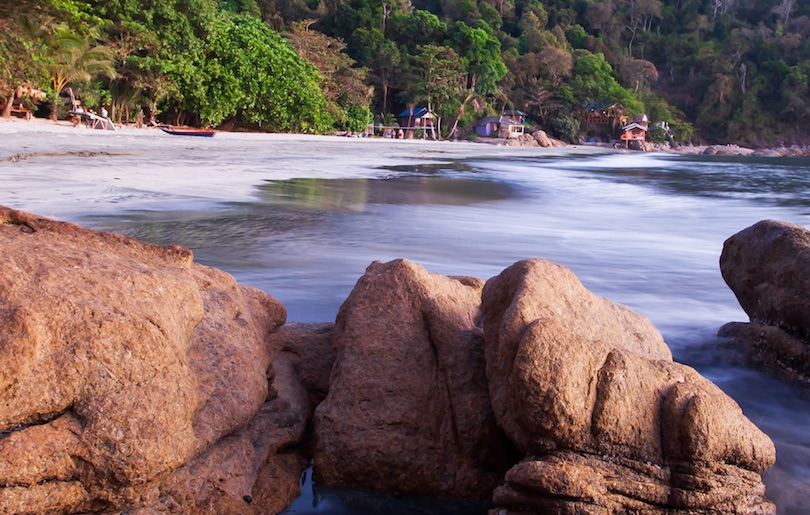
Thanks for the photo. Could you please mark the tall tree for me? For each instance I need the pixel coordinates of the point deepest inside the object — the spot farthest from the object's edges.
(75, 57)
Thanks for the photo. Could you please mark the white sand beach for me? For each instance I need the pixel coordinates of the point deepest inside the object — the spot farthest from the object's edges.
(54, 169)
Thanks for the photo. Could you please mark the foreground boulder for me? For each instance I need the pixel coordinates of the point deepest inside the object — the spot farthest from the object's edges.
(587, 390)
(408, 408)
(767, 266)
(133, 377)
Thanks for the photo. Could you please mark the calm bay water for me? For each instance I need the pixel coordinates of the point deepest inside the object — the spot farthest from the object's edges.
(644, 230)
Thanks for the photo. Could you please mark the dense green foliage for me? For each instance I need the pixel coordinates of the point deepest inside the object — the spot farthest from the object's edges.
(716, 70)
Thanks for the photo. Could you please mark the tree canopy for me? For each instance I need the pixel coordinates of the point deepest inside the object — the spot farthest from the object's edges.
(718, 70)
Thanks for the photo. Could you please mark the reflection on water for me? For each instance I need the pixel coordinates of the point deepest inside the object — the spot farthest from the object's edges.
(782, 181)
(357, 194)
(643, 230)
(334, 500)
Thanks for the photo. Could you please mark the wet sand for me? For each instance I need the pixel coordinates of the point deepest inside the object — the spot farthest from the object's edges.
(54, 169)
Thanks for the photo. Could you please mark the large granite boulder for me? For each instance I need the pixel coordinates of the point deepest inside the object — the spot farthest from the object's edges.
(132, 377)
(408, 408)
(587, 390)
(766, 266)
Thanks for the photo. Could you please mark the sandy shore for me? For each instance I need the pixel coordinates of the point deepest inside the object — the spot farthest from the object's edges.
(57, 170)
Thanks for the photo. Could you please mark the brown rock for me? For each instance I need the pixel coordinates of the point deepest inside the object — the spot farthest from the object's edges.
(122, 362)
(408, 409)
(765, 266)
(310, 349)
(547, 336)
(587, 387)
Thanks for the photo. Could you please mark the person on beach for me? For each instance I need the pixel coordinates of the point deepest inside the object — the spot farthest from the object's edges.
(77, 118)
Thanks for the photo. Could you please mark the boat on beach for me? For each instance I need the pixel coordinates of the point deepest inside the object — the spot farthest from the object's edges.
(177, 131)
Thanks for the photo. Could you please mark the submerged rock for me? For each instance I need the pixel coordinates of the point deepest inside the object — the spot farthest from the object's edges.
(133, 379)
(131, 376)
(766, 266)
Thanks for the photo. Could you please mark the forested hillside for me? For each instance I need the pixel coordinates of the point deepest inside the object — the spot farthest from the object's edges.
(713, 70)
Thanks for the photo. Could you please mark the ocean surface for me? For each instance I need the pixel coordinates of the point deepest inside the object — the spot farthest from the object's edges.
(645, 230)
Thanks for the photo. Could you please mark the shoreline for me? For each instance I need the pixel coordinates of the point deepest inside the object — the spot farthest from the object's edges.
(21, 126)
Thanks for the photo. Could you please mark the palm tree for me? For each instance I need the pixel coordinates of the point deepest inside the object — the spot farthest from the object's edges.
(76, 58)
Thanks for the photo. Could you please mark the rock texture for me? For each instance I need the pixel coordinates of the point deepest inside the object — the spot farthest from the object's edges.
(766, 267)
(588, 390)
(408, 409)
(134, 380)
(129, 371)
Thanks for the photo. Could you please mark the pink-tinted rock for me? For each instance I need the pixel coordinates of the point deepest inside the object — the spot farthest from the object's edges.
(547, 336)
(310, 350)
(588, 389)
(122, 363)
(766, 267)
(408, 409)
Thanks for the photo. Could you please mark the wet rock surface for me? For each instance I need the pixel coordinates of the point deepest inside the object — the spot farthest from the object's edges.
(128, 371)
(766, 265)
(134, 379)
(587, 389)
(408, 409)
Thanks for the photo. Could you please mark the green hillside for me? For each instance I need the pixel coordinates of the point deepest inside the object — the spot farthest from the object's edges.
(713, 70)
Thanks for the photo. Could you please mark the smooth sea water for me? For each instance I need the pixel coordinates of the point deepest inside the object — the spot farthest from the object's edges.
(645, 230)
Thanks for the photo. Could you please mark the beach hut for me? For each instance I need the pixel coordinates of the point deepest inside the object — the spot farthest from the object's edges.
(515, 115)
(418, 118)
(636, 132)
(498, 127)
(415, 116)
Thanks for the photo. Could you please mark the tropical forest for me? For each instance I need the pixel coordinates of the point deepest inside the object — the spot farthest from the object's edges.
(701, 70)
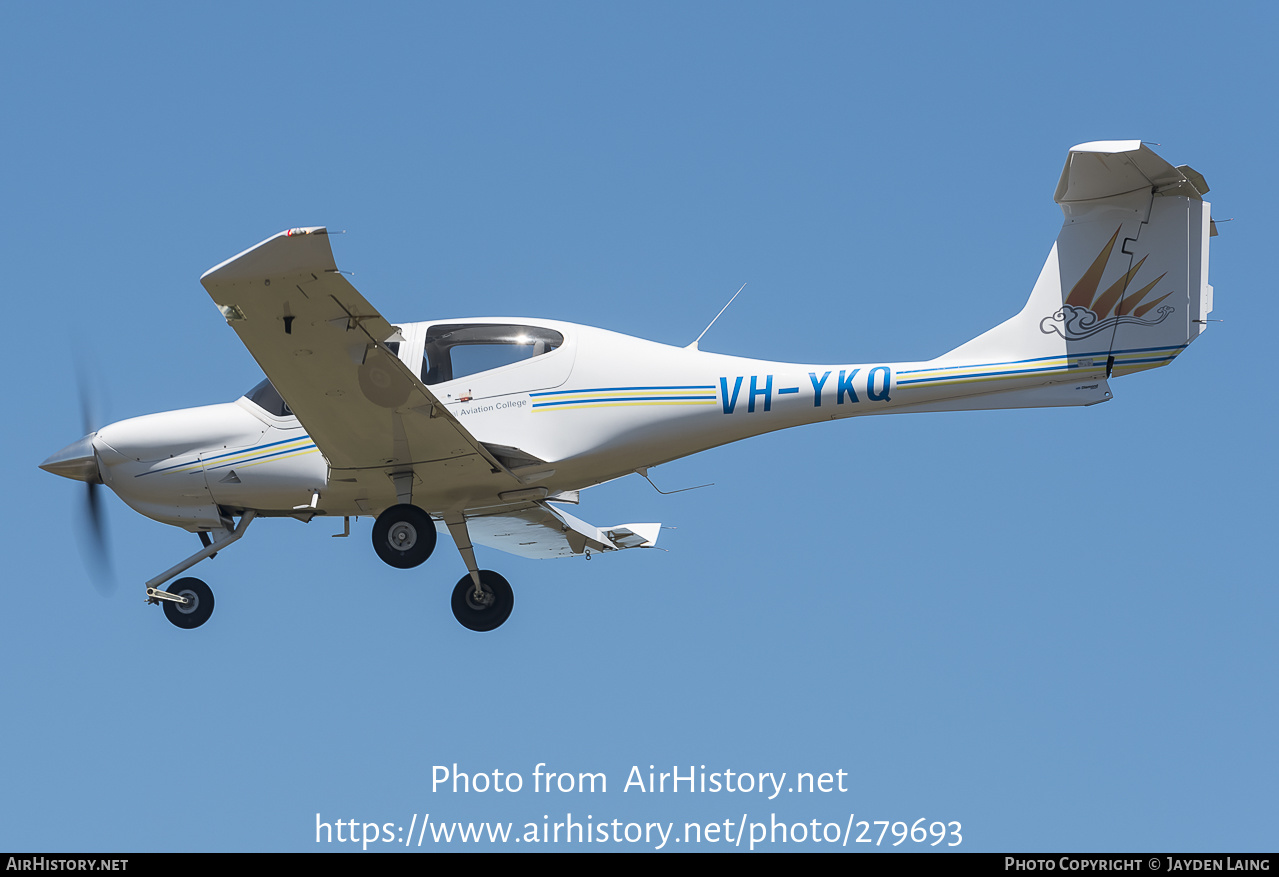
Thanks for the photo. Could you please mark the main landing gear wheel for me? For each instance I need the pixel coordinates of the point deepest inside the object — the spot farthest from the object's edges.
(197, 609)
(489, 611)
(404, 536)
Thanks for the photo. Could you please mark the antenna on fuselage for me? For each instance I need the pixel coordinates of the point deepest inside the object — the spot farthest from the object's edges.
(693, 345)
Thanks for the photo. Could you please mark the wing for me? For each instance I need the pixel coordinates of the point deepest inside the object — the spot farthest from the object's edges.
(544, 531)
(324, 348)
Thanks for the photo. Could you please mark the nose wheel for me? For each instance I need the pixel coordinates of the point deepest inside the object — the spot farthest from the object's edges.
(404, 536)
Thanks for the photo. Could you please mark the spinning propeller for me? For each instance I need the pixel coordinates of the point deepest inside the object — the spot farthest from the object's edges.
(79, 462)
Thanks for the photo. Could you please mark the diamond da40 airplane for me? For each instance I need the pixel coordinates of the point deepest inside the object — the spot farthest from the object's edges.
(487, 428)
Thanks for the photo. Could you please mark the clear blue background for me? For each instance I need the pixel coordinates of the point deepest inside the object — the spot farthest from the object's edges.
(1055, 627)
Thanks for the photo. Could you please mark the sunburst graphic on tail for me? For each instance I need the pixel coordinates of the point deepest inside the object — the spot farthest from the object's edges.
(1086, 313)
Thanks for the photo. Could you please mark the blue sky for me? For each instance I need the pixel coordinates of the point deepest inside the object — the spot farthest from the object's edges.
(1053, 627)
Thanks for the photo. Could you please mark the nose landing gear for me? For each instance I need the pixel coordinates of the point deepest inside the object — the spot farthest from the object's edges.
(188, 602)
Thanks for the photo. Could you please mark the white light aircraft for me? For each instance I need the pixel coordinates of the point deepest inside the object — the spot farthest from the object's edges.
(486, 428)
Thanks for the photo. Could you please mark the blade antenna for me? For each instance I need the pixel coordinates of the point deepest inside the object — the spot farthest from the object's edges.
(693, 345)
(643, 473)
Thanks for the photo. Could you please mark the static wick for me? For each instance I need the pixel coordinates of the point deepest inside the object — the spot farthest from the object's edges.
(693, 345)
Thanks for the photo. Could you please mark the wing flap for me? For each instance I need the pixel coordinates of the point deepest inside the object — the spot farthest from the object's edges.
(324, 348)
(542, 531)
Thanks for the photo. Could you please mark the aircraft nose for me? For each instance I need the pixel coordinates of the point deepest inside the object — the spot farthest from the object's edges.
(77, 462)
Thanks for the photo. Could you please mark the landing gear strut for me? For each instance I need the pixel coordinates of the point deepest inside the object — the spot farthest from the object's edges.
(189, 602)
(482, 600)
(404, 536)
(486, 609)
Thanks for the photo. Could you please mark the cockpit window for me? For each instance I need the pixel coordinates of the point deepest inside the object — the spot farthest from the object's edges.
(266, 398)
(454, 350)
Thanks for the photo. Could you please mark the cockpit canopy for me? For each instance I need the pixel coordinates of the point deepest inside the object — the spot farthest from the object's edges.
(454, 350)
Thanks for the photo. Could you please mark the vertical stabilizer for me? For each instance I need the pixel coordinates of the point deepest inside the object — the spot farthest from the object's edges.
(1126, 285)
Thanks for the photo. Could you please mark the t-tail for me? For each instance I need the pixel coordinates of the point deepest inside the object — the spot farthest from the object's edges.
(1124, 288)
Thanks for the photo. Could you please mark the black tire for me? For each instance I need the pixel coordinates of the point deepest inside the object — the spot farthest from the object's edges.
(196, 610)
(404, 536)
(475, 616)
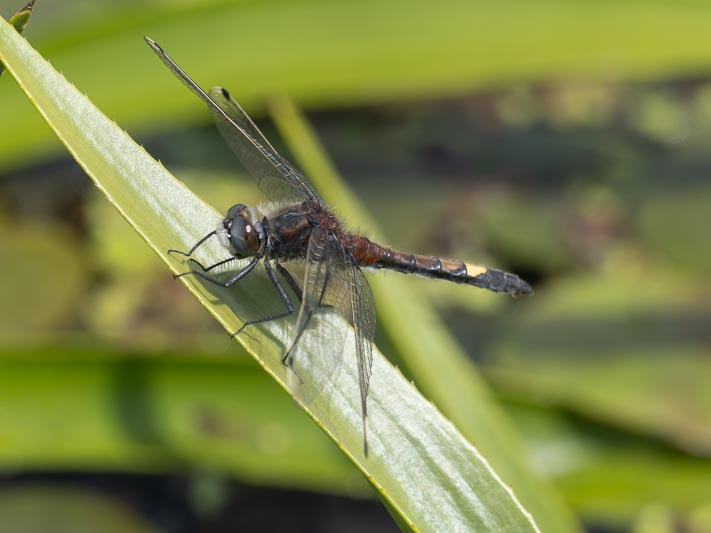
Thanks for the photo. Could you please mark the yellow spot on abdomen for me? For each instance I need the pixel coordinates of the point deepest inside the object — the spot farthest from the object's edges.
(475, 270)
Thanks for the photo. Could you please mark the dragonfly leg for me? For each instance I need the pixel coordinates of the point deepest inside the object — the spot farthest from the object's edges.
(202, 267)
(289, 279)
(282, 294)
(234, 279)
(305, 314)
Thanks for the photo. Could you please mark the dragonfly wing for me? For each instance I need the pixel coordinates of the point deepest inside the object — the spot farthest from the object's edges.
(277, 178)
(333, 279)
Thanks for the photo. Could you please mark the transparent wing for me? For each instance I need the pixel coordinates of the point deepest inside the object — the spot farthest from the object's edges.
(274, 175)
(334, 280)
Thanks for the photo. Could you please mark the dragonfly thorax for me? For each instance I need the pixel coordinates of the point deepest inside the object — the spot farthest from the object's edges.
(240, 232)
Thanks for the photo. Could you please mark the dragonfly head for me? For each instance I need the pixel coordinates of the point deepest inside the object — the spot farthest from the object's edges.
(240, 232)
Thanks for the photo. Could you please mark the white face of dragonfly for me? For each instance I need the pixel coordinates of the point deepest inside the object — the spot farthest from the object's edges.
(240, 232)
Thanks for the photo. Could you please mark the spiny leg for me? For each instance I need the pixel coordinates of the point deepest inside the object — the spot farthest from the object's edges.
(289, 279)
(204, 268)
(231, 281)
(282, 294)
(305, 314)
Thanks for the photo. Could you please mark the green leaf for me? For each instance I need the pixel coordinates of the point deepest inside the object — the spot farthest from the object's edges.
(19, 21)
(356, 52)
(420, 464)
(433, 357)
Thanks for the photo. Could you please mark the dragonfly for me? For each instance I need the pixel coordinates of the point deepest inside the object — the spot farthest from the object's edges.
(298, 226)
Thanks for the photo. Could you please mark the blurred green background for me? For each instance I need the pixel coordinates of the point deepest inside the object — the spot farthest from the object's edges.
(564, 141)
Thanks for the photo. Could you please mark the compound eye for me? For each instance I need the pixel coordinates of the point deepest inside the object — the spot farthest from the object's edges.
(244, 237)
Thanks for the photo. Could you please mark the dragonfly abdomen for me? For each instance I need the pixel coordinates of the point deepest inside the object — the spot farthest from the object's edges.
(373, 255)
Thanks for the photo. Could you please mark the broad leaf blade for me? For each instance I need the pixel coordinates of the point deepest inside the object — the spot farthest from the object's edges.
(419, 463)
(437, 363)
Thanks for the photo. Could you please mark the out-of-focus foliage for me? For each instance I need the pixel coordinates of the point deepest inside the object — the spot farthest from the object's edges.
(575, 153)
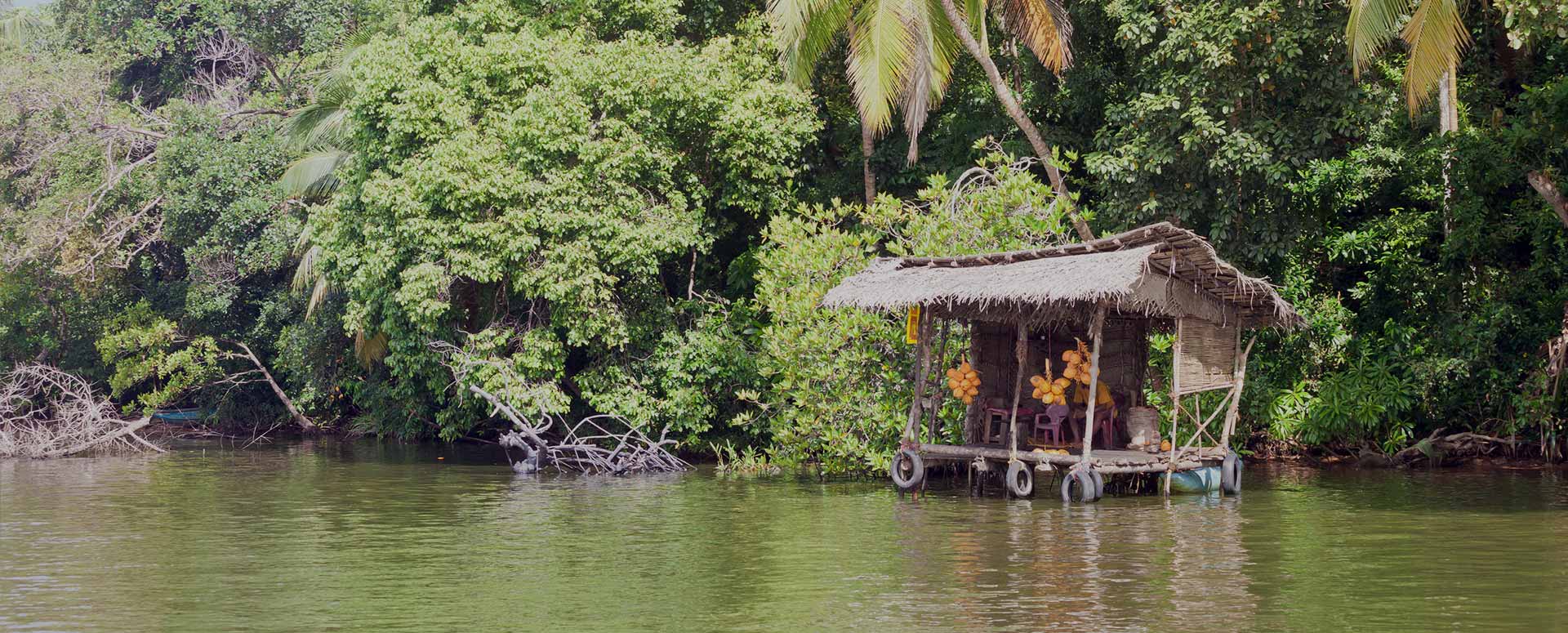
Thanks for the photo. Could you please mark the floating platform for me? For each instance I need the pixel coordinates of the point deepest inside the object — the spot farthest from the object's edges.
(1104, 461)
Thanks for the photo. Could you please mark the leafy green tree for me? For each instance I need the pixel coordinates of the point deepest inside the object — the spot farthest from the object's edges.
(545, 184)
(838, 380)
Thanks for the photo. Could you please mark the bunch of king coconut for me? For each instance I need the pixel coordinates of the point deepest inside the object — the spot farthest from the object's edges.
(963, 381)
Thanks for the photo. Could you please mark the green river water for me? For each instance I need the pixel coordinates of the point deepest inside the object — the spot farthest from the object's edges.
(328, 535)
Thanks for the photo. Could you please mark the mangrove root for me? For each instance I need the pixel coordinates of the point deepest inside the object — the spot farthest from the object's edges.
(596, 444)
(46, 412)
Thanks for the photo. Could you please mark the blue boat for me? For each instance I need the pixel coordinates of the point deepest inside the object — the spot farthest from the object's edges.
(177, 416)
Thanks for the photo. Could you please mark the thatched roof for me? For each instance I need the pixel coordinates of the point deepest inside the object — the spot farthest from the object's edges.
(1157, 271)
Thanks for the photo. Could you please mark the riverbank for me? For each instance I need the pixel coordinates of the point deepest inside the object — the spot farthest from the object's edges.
(368, 535)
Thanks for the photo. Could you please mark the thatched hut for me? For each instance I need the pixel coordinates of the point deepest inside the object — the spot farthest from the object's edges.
(1026, 307)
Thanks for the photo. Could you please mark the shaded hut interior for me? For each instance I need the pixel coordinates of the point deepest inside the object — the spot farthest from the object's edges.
(1155, 278)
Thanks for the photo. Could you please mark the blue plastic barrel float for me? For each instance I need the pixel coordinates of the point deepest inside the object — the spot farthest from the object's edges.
(1203, 479)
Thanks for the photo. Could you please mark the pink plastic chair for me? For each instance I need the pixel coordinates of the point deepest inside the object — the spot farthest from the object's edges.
(1054, 416)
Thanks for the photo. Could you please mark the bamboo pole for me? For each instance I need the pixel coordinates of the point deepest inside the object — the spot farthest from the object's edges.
(1095, 329)
(924, 345)
(1021, 350)
(937, 364)
(1236, 402)
(1175, 403)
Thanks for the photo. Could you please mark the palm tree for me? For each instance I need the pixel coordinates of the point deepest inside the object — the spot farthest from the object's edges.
(320, 131)
(901, 54)
(18, 27)
(1435, 35)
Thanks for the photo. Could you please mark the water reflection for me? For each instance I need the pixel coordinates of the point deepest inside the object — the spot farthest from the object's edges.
(368, 535)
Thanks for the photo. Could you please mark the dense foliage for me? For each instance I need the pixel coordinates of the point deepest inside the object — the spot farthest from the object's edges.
(634, 207)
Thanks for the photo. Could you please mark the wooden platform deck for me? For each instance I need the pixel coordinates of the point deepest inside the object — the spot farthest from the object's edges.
(1106, 461)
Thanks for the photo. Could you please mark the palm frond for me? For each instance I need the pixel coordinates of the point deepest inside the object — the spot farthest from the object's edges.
(804, 30)
(882, 51)
(314, 174)
(1371, 25)
(318, 293)
(323, 121)
(1437, 37)
(371, 348)
(1045, 29)
(20, 29)
(976, 11)
(930, 69)
(306, 271)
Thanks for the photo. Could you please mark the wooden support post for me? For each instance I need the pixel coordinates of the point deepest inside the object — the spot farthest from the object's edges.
(922, 359)
(1095, 334)
(1236, 397)
(937, 364)
(1205, 423)
(1021, 350)
(973, 421)
(1175, 403)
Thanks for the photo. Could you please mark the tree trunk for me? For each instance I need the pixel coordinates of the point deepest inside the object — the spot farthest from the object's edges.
(1548, 190)
(1017, 112)
(867, 146)
(1448, 100)
(305, 423)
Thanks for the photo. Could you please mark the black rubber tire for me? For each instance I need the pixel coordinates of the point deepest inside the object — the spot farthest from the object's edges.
(1019, 479)
(1232, 474)
(908, 470)
(1085, 486)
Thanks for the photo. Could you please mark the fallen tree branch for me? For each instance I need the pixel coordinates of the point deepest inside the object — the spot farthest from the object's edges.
(1548, 190)
(46, 412)
(596, 444)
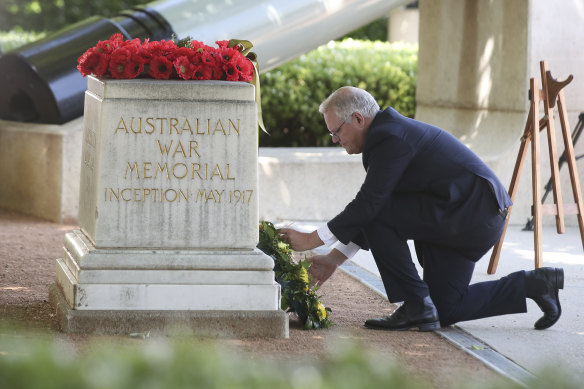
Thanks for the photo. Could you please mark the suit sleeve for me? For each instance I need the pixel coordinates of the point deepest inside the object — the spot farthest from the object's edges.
(387, 160)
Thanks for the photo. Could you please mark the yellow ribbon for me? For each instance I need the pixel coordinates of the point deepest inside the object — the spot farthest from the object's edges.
(244, 47)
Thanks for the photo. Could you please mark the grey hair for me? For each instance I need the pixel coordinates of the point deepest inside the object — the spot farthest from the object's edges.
(348, 99)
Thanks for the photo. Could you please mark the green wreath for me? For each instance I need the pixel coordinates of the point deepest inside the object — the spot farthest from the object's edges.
(297, 293)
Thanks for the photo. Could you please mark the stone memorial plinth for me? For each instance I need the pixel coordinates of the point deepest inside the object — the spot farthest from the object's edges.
(168, 212)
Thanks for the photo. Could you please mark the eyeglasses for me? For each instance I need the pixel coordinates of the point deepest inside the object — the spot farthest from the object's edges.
(335, 134)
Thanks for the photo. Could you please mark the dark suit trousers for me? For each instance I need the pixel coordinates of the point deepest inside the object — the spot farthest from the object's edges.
(449, 235)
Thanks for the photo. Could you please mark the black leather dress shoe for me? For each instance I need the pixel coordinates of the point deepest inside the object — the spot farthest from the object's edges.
(420, 314)
(542, 286)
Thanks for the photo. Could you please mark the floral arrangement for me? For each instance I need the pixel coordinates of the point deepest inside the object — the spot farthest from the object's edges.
(186, 59)
(297, 293)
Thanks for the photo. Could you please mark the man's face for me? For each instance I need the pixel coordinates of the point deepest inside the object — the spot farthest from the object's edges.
(347, 133)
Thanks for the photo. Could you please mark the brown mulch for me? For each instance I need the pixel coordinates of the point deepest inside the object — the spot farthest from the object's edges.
(29, 247)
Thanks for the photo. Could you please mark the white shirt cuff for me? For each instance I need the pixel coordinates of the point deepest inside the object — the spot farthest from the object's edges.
(326, 235)
(348, 250)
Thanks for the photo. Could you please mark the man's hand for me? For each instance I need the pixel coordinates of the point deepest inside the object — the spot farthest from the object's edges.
(322, 267)
(300, 241)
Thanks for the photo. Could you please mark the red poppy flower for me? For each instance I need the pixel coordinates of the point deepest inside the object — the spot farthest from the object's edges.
(231, 71)
(123, 64)
(184, 68)
(203, 72)
(93, 61)
(160, 68)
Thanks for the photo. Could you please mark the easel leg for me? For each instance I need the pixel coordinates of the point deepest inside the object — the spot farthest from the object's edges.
(525, 139)
(571, 160)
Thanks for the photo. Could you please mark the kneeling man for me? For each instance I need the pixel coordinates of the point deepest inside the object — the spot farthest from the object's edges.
(422, 184)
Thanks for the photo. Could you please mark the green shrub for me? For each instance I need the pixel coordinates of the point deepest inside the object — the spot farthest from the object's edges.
(292, 93)
(30, 362)
(17, 37)
(374, 31)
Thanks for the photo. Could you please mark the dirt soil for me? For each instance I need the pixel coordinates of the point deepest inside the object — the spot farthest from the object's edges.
(29, 247)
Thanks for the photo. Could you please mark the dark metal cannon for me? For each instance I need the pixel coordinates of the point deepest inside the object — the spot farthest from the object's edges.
(40, 83)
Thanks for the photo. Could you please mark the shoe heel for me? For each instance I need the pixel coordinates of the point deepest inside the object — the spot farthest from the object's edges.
(429, 326)
(560, 278)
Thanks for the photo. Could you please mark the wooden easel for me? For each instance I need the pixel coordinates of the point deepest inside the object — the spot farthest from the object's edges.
(550, 93)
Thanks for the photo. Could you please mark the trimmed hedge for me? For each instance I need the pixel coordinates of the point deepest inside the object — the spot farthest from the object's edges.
(292, 93)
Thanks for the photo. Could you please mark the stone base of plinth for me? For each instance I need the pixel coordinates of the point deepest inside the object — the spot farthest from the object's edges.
(224, 324)
(209, 292)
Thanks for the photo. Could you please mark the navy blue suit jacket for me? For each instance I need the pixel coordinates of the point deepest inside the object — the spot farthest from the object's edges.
(407, 157)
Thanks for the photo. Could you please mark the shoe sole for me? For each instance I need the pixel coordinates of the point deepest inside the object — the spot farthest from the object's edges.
(423, 327)
(559, 285)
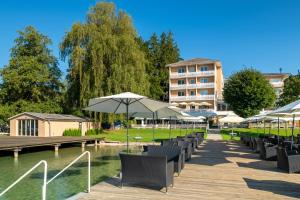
####
Requirements
Please report every line above that contains the string "shoe", copying each such line in full. Case counts.

Reply
Thanks for the photo. Could you please mark the black leather dress shoe for me? For each instance I need the pixel coordinates of the point deepest inside the object — the spot farthest from the object's edges.
Thanks for the photo. Could you please mark the shoe heel for me? For each instance I need the pixel coordinates of the point deepest inside the object — the spot farthest from the object's edges.
Thanks for the photo. Could you please mark the shoe sole for me? For each instance I need the pixel coordinates of the point deepest inside the object — the spot farthest from the object's edges.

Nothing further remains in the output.